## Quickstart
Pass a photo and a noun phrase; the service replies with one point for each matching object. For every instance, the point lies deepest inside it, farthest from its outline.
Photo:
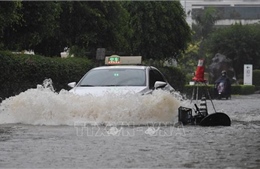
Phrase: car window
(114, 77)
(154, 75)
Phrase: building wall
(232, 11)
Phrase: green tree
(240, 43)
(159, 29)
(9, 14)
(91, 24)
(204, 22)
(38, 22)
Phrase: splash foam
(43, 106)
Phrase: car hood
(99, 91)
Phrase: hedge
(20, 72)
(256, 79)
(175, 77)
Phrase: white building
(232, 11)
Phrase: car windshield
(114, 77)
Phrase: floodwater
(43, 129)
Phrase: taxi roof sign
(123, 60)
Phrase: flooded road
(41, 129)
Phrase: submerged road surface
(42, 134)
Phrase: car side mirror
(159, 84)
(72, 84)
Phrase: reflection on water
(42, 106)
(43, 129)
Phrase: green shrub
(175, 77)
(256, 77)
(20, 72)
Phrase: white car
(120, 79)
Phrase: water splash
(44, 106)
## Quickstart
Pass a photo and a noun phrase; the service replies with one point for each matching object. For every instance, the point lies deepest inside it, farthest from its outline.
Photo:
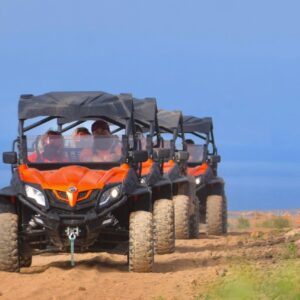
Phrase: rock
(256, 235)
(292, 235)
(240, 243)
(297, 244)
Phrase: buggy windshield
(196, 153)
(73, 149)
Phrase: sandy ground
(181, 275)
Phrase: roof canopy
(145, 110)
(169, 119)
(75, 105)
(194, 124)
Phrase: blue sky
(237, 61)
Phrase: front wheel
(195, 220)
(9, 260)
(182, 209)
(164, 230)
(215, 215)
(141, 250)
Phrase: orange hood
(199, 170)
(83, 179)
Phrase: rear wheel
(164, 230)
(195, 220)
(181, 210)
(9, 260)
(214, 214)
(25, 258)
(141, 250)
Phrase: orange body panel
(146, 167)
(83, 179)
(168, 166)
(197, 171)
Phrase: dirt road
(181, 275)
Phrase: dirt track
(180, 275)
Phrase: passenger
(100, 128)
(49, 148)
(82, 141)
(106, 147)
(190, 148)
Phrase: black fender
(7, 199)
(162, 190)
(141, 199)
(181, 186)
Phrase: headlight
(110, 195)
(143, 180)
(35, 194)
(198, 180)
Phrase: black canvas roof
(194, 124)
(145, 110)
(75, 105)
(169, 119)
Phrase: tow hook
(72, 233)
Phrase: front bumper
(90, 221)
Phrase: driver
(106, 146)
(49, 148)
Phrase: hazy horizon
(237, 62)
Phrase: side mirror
====
SHORT PROBLEM - Return every one of the entries above word for word, leaving the pictures out.

COMPLETE ANSWER -
## Quickstart
Pass a photo and a noun phrase; the service replies with one point for each matching object. For every instance, the point lies deepest inside it, farthest from its outline.
Photo:
Phrase: car window
(114, 77)
(154, 75)
Phrase: building wall
(232, 11)
Phrase: green tree
(240, 43)
(159, 29)
(9, 14)
(91, 24)
(204, 22)
(38, 22)
Phrase: splash foam
(43, 106)
Phrase: car hood
(99, 91)
Phrase: hedge
(20, 72)
(256, 79)
(175, 77)
Phrase: white building
(232, 11)
Phrase: car windshield
(114, 77)
Phrase: floodwater
(43, 129)
Phrase: taxi roof sign
(123, 60)
Phrase: flooded road
(41, 129)
Phrase: submerged road surface
(42, 134)
Phrase: car side mirror
(159, 84)
(72, 84)
Phrase: reflection on water
(42, 106)
(43, 129)
Phrase: green shrub
(175, 77)
(256, 77)
(20, 72)
Phrase: white car
(120, 79)
Phrase: water splash
(44, 106)
## Quickstart
Pass a photo and a noun phrase; the service replies with one point for each matching object. For every instance, the point lies deepest inside it, farthest from its outline.
Photo:
Phrase: rock
(256, 235)
(292, 235)
(240, 243)
(297, 244)
Phrase: buggy windshield
(196, 153)
(73, 149)
Phrase: sandy ground
(181, 275)
Phrase: roof canopy
(145, 110)
(169, 119)
(75, 105)
(194, 124)
Phrase: blue sky
(237, 61)
Phrase: front wheel
(195, 220)
(9, 260)
(182, 209)
(164, 230)
(215, 215)
(141, 250)
Phrase: orange hood
(199, 170)
(83, 179)
Phrase: rear wheel
(164, 230)
(195, 220)
(181, 210)
(9, 260)
(214, 214)
(25, 258)
(141, 250)
Phrase: orange body panel
(146, 167)
(83, 179)
(168, 166)
(197, 171)
Phrase: dirt road
(181, 275)
Phrase: dirt track
(180, 275)
Phrase: passenger
(100, 128)
(49, 148)
(82, 141)
(106, 147)
(190, 148)
Phrase: black fender
(7, 199)
(162, 190)
(141, 199)
(181, 186)
Phrase: headlight
(110, 195)
(143, 180)
(35, 194)
(198, 180)
Phrase: black canvas roof
(194, 124)
(145, 110)
(75, 105)
(169, 119)
Phrase: tow hook
(72, 233)
Phrase: front bumper
(90, 221)
Phrase: driver
(106, 146)
(49, 148)
Phrase: hazy horizon
(237, 62)
Phrase: side mirror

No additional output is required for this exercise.